Point labeling dataset excerpts
* * * * * * *

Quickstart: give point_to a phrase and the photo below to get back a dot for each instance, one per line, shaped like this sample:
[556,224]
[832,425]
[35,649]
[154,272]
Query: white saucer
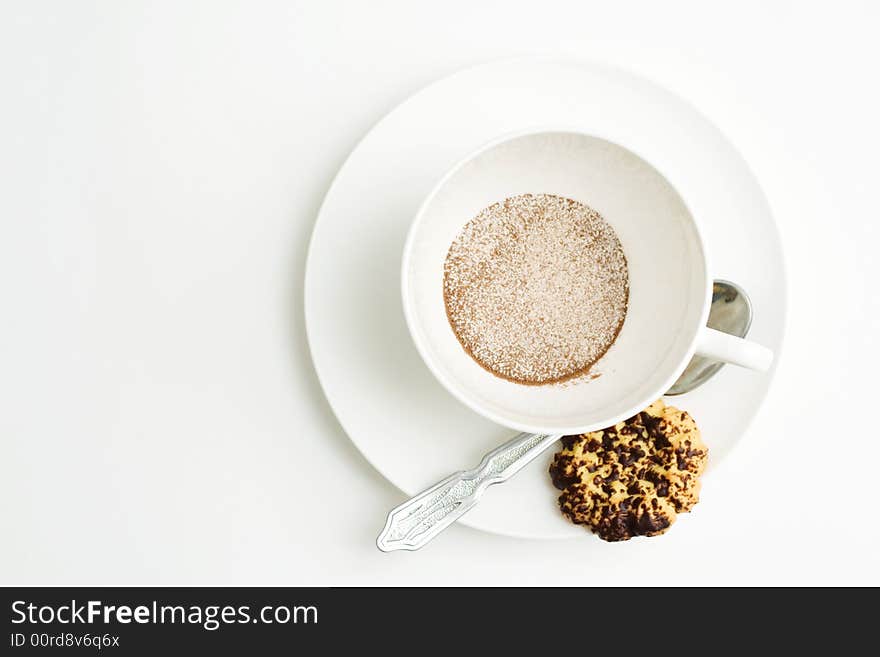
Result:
[400,418]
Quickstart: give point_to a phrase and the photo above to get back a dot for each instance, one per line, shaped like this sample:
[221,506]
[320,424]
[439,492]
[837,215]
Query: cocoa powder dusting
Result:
[536,288]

* * * * * * *

What this task involves =>
Find the line that contains "Quickstart: give point_to a phrase and the photo above". Repeat it and every line after it, exactly as written, up to and including the last line of the records above.

Answer for this exercise =>
Quickstart: give point_to a phrase and the photo above to get back a dot for each instance, one per line, shaped like this sample:
[221,506]
[320,424]
[439,492]
[837,215]
Query: cocoa powder dusting
Result:
[536,288]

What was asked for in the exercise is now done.